====== Supplied records
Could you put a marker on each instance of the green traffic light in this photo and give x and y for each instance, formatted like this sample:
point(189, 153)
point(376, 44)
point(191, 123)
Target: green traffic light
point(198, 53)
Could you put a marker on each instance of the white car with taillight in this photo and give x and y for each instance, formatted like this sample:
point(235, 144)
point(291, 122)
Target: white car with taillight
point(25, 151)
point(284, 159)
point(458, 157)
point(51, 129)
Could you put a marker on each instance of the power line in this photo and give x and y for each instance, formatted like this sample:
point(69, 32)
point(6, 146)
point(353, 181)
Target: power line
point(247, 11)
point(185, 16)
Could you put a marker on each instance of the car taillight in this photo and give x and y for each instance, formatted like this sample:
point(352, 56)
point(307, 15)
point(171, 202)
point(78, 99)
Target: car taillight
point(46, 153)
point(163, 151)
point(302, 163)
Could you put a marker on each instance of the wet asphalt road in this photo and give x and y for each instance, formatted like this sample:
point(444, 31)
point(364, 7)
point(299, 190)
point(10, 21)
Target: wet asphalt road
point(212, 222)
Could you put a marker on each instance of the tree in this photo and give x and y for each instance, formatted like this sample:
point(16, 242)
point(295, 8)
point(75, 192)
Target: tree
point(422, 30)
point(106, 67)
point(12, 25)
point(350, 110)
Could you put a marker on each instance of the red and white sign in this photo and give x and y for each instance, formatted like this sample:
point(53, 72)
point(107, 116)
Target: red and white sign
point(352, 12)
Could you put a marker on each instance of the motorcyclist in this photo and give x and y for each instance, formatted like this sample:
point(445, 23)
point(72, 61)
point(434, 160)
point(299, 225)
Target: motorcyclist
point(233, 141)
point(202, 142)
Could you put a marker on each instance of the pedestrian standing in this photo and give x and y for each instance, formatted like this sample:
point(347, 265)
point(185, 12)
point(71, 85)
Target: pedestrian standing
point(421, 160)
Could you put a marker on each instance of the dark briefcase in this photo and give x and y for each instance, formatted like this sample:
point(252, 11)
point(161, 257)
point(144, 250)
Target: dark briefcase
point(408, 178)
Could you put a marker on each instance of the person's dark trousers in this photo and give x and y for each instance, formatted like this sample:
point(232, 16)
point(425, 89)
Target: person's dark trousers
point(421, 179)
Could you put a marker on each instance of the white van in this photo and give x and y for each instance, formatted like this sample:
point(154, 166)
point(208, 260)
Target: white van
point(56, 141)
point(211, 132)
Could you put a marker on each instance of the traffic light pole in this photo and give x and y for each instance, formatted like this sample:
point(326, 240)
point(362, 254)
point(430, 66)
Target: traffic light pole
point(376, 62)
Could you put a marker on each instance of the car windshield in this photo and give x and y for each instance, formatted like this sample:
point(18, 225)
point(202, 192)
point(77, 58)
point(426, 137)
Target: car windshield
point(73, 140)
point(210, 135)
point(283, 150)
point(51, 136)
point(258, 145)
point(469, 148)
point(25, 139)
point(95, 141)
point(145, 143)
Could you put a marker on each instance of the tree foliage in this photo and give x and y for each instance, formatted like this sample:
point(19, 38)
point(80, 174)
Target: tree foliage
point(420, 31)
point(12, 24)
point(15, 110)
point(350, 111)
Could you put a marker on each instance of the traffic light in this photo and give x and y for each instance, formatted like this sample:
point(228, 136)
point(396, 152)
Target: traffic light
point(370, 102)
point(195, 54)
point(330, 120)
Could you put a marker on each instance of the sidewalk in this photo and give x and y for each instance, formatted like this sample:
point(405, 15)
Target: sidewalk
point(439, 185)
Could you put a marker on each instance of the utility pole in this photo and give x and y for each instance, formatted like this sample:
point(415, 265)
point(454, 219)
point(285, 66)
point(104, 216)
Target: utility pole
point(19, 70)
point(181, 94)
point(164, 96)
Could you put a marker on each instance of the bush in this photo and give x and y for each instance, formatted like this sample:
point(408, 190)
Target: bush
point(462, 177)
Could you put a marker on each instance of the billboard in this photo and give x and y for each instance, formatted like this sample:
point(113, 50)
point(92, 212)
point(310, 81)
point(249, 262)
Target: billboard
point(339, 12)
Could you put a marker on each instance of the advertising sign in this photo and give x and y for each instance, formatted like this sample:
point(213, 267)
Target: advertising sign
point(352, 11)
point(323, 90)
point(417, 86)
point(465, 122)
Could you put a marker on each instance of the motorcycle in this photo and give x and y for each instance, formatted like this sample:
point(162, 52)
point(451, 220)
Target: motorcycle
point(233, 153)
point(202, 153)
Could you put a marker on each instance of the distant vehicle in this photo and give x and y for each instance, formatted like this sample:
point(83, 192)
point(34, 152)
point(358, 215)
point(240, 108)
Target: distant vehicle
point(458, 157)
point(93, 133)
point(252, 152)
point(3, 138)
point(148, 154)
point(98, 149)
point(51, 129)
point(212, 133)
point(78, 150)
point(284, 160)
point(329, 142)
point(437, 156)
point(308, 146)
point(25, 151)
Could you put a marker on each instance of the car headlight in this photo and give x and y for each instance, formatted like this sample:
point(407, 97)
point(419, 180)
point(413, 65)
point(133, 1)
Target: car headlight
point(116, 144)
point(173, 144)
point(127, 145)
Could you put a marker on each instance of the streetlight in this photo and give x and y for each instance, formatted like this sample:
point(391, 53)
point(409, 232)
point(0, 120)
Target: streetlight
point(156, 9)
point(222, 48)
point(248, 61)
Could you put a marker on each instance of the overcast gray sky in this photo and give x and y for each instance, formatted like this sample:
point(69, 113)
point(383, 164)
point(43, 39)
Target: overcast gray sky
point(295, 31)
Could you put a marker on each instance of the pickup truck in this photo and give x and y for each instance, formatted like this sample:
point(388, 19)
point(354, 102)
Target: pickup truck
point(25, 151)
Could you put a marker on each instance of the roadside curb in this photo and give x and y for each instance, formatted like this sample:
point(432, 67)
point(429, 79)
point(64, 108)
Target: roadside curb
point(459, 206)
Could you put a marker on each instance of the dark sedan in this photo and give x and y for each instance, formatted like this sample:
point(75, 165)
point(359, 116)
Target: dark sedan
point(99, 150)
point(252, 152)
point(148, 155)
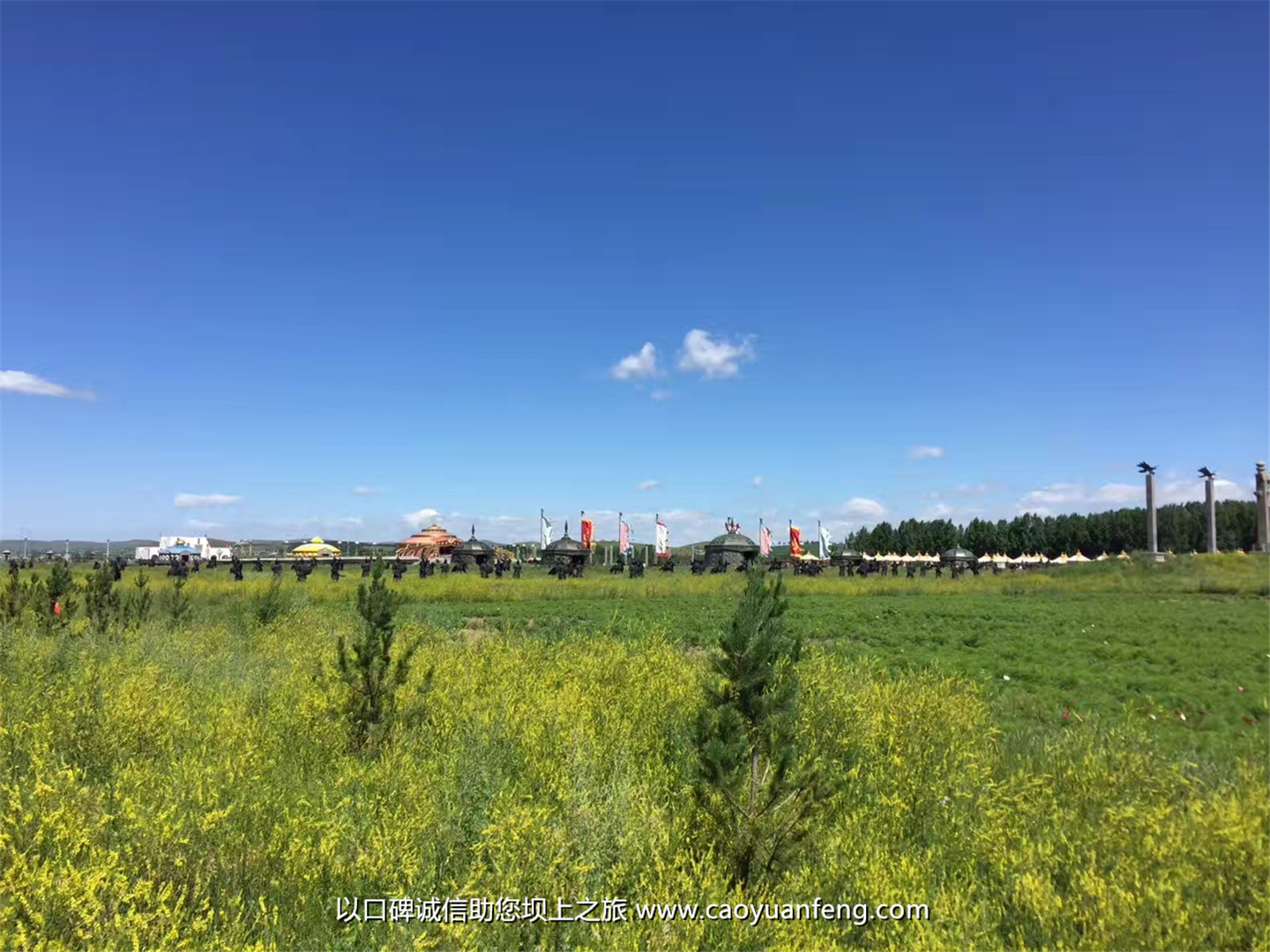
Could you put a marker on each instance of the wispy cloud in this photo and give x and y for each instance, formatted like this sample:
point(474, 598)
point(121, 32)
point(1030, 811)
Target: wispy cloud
point(638, 366)
point(863, 509)
point(192, 501)
point(419, 518)
point(925, 452)
point(1074, 498)
point(714, 358)
point(31, 385)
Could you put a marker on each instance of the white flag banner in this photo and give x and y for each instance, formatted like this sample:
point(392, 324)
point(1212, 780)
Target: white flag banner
point(663, 541)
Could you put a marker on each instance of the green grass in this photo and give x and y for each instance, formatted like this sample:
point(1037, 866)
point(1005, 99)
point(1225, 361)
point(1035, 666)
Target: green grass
point(190, 787)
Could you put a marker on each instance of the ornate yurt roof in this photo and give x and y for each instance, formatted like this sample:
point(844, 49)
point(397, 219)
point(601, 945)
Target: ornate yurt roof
point(474, 547)
point(565, 546)
point(732, 541)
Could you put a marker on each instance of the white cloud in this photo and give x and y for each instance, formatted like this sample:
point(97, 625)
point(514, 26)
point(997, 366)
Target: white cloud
point(1120, 494)
point(31, 385)
point(860, 508)
point(188, 501)
point(714, 358)
point(1192, 492)
point(419, 518)
point(1072, 496)
point(1053, 494)
point(637, 366)
point(925, 452)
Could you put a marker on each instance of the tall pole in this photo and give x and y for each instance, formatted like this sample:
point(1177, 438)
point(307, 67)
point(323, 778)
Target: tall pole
point(1211, 510)
point(1263, 544)
point(1152, 536)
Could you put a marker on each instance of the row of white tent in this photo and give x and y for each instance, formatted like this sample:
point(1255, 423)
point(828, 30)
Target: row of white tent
point(993, 559)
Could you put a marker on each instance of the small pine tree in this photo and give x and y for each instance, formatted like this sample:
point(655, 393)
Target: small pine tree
point(101, 599)
point(750, 781)
point(57, 589)
point(138, 600)
point(178, 603)
point(371, 673)
point(13, 599)
point(272, 603)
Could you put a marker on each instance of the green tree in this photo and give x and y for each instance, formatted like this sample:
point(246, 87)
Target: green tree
point(371, 672)
point(138, 602)
point(57, 591)
point(756, 793)
point(101, 599)
point(178, 603)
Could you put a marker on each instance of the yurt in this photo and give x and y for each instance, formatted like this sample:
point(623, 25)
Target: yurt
point(315, 547)
point(432, 542)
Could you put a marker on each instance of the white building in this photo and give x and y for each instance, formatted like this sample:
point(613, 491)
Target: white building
point(205, 548)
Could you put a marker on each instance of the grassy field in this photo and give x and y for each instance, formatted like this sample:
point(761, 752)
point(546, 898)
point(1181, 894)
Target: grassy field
point(190, 785)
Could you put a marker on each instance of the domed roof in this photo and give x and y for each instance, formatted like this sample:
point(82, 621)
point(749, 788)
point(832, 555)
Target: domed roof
point(433, 536)
point(732, 541)
point(474, 546)
point(565, 546)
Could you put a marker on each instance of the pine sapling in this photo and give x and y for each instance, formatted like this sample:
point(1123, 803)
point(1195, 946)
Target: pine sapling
point(369, 666)
point(751, 782)
point(178, 603)
point(138, 600)
point(57, 589)
point(101, 599)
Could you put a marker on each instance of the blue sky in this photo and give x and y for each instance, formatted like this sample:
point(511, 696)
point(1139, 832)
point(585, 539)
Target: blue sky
point(412, 247)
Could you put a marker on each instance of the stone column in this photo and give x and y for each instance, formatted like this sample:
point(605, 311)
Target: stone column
point(1263, 510)
point(1211, 510)
point(1152, 536)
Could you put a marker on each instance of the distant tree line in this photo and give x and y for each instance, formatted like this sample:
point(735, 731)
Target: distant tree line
point(1181, 528)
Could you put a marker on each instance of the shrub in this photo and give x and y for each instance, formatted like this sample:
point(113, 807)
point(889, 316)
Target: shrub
point(372, 674)
point(750, 779)
point(272, 603)
point(101, 599)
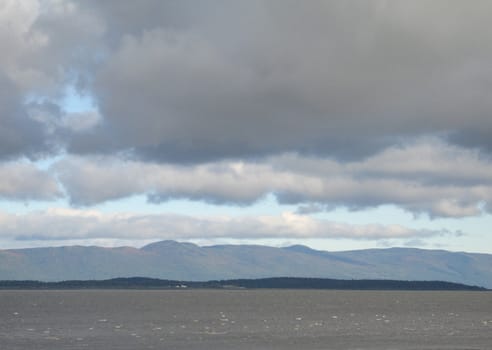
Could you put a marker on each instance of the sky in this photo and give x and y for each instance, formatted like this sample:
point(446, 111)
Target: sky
point(335, 124)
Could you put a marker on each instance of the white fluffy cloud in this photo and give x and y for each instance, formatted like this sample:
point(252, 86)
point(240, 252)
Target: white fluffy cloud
point(428, 177)
point(24, 181)
point(72, 224)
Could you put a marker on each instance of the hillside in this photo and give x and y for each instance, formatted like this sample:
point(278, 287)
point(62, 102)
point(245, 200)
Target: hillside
point(185, 261)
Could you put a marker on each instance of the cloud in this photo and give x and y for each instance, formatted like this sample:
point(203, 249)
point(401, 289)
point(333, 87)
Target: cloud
point(336, 79)
point(24, 181)
point(72, 224)
point(427, 177)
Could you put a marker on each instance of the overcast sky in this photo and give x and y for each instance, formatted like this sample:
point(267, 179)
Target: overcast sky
point(336, 124)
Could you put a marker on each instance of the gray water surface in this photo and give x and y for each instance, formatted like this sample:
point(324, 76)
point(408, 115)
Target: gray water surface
point(244, 319)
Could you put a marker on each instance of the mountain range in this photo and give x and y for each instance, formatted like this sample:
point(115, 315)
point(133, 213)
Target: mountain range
point(186, 261)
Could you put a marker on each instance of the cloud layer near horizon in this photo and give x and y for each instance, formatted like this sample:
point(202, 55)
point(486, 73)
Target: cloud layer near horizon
point(322, 104)
point(72, 224)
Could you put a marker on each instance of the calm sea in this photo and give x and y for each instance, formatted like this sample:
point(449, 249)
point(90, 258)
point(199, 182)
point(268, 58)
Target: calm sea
point(244, 319)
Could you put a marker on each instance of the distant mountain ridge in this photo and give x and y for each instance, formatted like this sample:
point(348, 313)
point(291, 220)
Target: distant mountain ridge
point(186, 261)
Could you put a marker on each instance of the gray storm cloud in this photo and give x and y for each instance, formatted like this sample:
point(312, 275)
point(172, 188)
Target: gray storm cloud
point(322, 104)
point(24, 181)
point(65, 224)
point(340, 79)
point(428, 177)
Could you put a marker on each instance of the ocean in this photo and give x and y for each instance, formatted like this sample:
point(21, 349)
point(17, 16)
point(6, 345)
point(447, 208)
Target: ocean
point(244, 319)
============
— Written instruction —
Lay out the part of the entries that opens with the line containing "the distant tree" and closes with the line containing "point(185, 261)" as a Markdown table with the columns Row and Line. Number each line in the Row column and skip blank lines and pictures.

— Answer for this exercise —
| Row | Line |
|---|---|
| 1 | Could you put a marker on each instance of the distant tree line in this photo and give x and y for each instance, formatted like this sample: |
| 2 | point(735, 731) |
| 3 | Target: distant tree line |
| 4 | point(1181, 528) |
| 5 | Could you put a marker on each instance of the shrub in this photo and give x and y for each instance, formatted like this sample: |
| 6 | point(113, 807) |
| 7 | point(889, 316) |
| 8 | Target: shrub |
| 9 | point(372, 674) |
| 10 | point(750, 779) |
| 11 | point(272, 603) |
| 12 | point(101, 599) |
| 13 | Could you put a marker on each instance of the sky in this photo and give x and y for each instance, formatted like this sample: |
| 14 | point(446, 111) |
| 15 | Target: sky |
| 16 | point(335, 124) |
| 17 | Could you put a marker on each instance of the white fluffy cloud in this photo and give x and y for each instance, formatted like this sample: |
| 18 | point(252, 86) |
| 19 | point(240, 252) |
| 20 | Target: white fluffy cloud |
| 21 | point(428, 177) |
| 22 | point(24, 181) |
| 23 | point(72, 224) |
| 24 | Could you put a marker on each instance of the hillside in this photo and give x and y for each instance, formatted like this sample: |
| 25 | point(278, 287) |
| 26 | point(62, 102) |
| 27 | point(245, 200) |
| 28 | Target: hillside |
| 29 | point(185, 261) |